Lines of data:
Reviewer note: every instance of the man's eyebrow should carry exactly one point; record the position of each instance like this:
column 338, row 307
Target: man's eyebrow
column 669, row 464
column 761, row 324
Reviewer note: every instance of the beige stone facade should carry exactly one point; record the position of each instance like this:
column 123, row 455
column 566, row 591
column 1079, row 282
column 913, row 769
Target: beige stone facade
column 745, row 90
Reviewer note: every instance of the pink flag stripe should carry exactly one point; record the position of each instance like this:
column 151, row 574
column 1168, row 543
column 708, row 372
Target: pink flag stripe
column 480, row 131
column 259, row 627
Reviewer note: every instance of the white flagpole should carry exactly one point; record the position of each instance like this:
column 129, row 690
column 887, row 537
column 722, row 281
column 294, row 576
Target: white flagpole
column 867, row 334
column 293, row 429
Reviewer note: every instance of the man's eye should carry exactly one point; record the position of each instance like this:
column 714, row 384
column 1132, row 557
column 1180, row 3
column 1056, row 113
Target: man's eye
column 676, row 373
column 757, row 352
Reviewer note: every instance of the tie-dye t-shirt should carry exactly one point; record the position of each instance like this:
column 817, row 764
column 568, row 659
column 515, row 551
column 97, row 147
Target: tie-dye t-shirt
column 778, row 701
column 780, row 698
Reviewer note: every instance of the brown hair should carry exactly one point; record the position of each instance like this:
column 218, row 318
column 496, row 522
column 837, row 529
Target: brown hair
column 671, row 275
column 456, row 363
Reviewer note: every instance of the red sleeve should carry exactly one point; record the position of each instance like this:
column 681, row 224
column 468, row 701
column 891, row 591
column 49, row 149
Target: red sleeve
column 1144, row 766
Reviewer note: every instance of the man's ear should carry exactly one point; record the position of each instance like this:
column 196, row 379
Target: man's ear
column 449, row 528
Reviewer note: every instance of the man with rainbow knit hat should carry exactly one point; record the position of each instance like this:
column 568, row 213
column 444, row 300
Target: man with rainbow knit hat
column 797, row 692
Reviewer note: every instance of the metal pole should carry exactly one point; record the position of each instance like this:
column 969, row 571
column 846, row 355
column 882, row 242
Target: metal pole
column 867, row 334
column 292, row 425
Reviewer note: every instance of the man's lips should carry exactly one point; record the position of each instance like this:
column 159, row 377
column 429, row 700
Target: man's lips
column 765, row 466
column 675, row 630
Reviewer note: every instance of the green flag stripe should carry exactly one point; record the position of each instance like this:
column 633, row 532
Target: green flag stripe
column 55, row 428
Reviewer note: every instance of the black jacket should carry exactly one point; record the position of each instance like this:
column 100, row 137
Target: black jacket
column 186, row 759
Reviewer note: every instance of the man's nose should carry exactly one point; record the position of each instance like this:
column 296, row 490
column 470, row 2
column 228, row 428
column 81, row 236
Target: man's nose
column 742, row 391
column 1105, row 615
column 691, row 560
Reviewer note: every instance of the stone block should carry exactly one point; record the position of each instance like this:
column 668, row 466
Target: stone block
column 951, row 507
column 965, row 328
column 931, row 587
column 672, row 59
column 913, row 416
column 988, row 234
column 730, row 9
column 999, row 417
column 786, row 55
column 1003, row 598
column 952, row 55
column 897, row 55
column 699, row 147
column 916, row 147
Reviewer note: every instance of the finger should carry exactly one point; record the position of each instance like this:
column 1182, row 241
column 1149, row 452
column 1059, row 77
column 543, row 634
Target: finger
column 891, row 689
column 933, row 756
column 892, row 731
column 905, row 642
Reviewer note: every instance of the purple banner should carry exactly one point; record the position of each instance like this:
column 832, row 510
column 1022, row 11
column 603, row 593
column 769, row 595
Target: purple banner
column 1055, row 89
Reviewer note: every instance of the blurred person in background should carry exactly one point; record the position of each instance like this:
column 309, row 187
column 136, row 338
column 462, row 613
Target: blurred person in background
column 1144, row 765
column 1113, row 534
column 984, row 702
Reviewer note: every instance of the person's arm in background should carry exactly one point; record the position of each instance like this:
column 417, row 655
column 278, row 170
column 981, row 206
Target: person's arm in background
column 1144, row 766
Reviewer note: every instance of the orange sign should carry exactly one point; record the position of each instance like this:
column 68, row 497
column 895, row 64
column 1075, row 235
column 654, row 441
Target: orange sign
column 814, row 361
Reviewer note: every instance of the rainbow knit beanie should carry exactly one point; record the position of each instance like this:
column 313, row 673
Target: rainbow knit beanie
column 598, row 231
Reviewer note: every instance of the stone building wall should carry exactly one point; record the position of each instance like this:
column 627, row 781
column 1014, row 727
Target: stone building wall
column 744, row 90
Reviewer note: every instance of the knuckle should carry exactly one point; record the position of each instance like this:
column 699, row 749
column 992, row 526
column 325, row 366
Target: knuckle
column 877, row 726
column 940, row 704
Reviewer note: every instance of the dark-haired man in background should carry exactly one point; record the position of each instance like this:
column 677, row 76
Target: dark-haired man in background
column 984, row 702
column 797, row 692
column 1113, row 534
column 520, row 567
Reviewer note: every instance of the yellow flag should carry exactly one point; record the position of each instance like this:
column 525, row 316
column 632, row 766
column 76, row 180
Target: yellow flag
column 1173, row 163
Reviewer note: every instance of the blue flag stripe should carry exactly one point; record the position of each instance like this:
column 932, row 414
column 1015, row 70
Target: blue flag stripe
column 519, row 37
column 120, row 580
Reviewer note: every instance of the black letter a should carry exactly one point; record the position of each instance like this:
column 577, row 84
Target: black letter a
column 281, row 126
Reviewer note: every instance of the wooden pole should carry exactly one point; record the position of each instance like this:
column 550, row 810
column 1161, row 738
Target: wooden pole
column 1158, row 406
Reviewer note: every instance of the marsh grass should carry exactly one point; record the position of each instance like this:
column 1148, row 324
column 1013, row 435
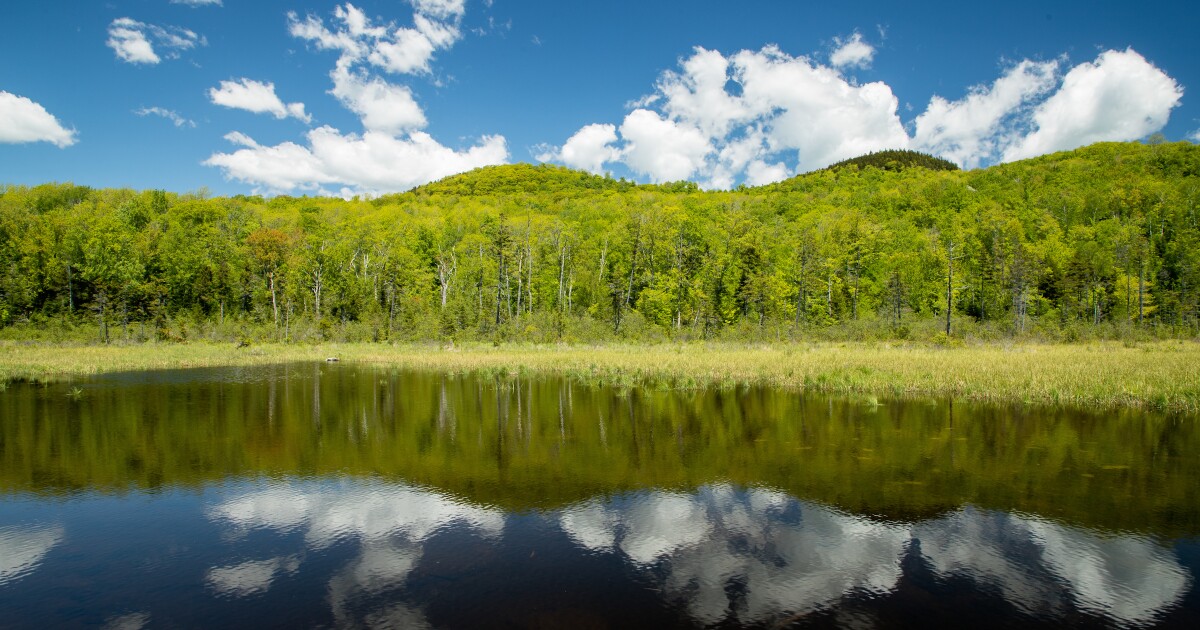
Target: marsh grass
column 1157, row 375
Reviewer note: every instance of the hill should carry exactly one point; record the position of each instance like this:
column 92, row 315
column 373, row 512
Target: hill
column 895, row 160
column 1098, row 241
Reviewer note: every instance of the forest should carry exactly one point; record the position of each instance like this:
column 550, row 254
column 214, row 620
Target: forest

» **Written exercise**: Please return all of the lines above word for word, leaving the pictures out.

» **Reply**:
Reviewer note: every instance of the man's eyebrow should carry exactly one point; record the position of each instance like this:
column 338, row 307
Target: man's eyebrow
column 669, row 464
column 761, row 324
Reviewer note: every instance of the beige stone facade should carry exactly one point; record the position of each instance like this:
column 123, row 455
column 566, row 591
column 1079, row 282
column 913, row 769
Target: beige stone facade
column 745, row 90
Reviewer note: every instance of the pink flag stripe should carry exactly one point; record the position of each instance like this:
column 151, row 574
column 1168, row 543
column 708, row 372
Target: pink flag stripe
column 480, row 131
column 259, row 627
Reviewer note: every instance of the white flagpole should carry exactly one point; record the position of each instance like this:
column 129, row 690
column 887, row 537
column 722, row 281
column 294, row 576
Target: white flagpole
column 867, row 334
column 293, row 429
Reviewer note: every instance of the man's eye should carry exactly one point; record the position of each instance like this:
column 714, row 384
column 1132, row 557
column 1180, row 3
column 1056, row 113
Target: man's eye
column 676, row 373
column 757, row 352
Reviewer note: every instance of the tie-dye t-shirt should carry exactly one point; record the position of each instance like this:
column 817, row 764
column 568, row 659
column 515, row 551
column 97, row 147
Target: tie-dye t-shirt
column 778, row 701
column 780, row 698
Reviewer note: every instance of the brown hair should carry exactly one point; record the position of each instance like this:
column 218, row 318
column 496, row 522
column 837, row 529
Target: brown hair
column 671, row 275
column 456, row 363
Reviewer note: every instance of the red sleeve should carry exactly one point; record the position of each instance like this:
column 681, row 224
column 468, row 701
column 891, row 591
column 49, row 149
Target: red sleeve
column 1144, row 766
Reviewer note: every instance of the man's ear should carry exactly one point; record the position of each instance like this:
column 196, row 379
Target: man's ear
column 449, row 528
Reviewer note: every instance of the man with rainbow knit hat should carry exactly one point; record the position of each instance like this:
column 568, row 213
column 444, row 300
Target: man with rainbow knit hat
column 797, row 692
Reviewer note: every instance of the metal pole should carry exactly one point; record the position of each instance like this:
column 969, row 571
column 846, row 355
column 882, row 242
Target: metal pole
column 867, row 334
column 292, row 425
Reviewer note: every instance of the man's lips should carry exactly one point; record the position of each instance like this:
column 159, row 377
column 429, row 700
Target: man's lips
column 765, row 466
column 675, row 630
Reviewer note: every instance of the green flag stripe should carry exactly one point; record the position of each instance like this:
column 633, row 532
Target: green flag stripe
column 55, row 428
Reviewer note: every instance of the black jacket should carry exactly one point; record the position of each instance like this:
column 100, row 137
Target: black jacket
column 186, row 759
Reviewer note: every instance of the man's nose should carry exactly one point; record the position of each instance like this:
column 296, row 490
column 470, row 2
column 228, row 428
column 81, row 236
Target: man's nose
column 742, row 391
column 1105, row 615
column 691, row 560
Reviewer note: every instance of the stone block should carry exactly one point; record the position of each instance like this:
column 668, row 466
Target: stone block
column 951, row 507
column 965, row 328
column 931, row 587
column 672, row 59
column 913, row 416
column 988, row 234
column 730, row 9
column 999, row 417
column 786, row 55
column 1003, row 598
column 952, row 55
column 897, row 55
column 699, row 147
column 916, row 147
Reviewer note: every instance of the finger should carry exactly one point; record the position of each instance like this:
column 1182, row 241
column 1149, row 452
column 1059, row 77
column 543, row 634
Target: finger
column 891, row 689
column 933, row 756
column 892, row 731
column 905, row 642
Reviewer note: every instance of the purple banner should carry exactly one point; record the position of each instance like this:
column 832, row 510
column 1022, row 11
column 603, row 593
column 769, row 595
Target: purple banner
column 1055, row 89
Reviewer note: every instance of the blurred person in background should carry exactly one point; record the position of each instance like this:
column 309, row 187
column 136, row 338
column 462, row 613
Target: blurred person in background
column 1144, row 765
column 1113, row 534
column 984, row 702
Reviewer note: every instance of the person's arm in background should carry exactly one point; record the position of each instance like this:
column 417, row 655
column 278, row 170
column 981, row 206
Target: person's arm in background
column 1144, row 766
Reviewer note: every instance of the orange sign should carry exactly one point; record the position of each instance like this:
column 68, row 497
column 895, row 64
column 1075, row 235
column 654, row 441
Target: orange sign
column 814, row 361
Reviewer note: every instance of the rainbow knit beanie should carry exactly one point; record the position of each instance like this:
column 313, row 673
Target: rainbow knit beanie
column 598, row 231
Reviewer note: every instance of the stone building wall should carry exactly one point; record the position of each instance like this:
column 627, row 781
column 1014, row 727
Target: stone building wall
column 744, row 90
Reviewer note: every instance of the knuckle should carry exactly one point; record the position of each instance like this:
column 699, row 749
column 992, row 526
column 325, row 366
Target: knuckle
column 877, row 726
column 940, row 704
Reviewer note: every instance of the dark-haired man in background should carry exactly one point; record the position of each instance like this:
column 677, row 76
Target: dark-haired man in background
column 984, row 702
column 797, row 692
column 1113, row 534
column 520, row 567
Reviewer note: every instance of the yellow flag should carry exactly one point; record the position of each instance like this:
column 525, row 316
column 632, row 766
column 76, row 180
Target: yellow flag
column 1173, row 163
Reviewer note: every instance of the blue flag stripe should carry exactly one point; record the position of each instance like this:
column 932, row 414
column 1015, row 70
Target: blue flag stripe
column 519, row 37
column 120, row 580
Reviewer note: every instance of the black letter a should carry exactly one point; record the position of each instance like this:
column 577, row 84
Target: black letter a
column 281, row 126
Reviewer note: every instance of the wooden pole should carry exactly one point; record the position of each instance like this:
column 550, row 810
column 1161, row 738
Target: wooden pole
column 1158, row 406
Reviewer note: every instance of the marsh grass should carry exactly one point; record the position of each instance like this:
column 1148, row 324
column 1013, row 435
Target: marsh grass
column 1157, row 375
Reviewer note: every instance of the hill should carry exactly one point; record the position of each instance like this:
column 92, row 315
column 373, row 512
Target: hill
column 895, row 160
column 1098, row 241
Reviewer note: every instance of the forest should carry exactly one point; record the position of each instance like this:
column 550, row 254
column 214, row 620
Target: forest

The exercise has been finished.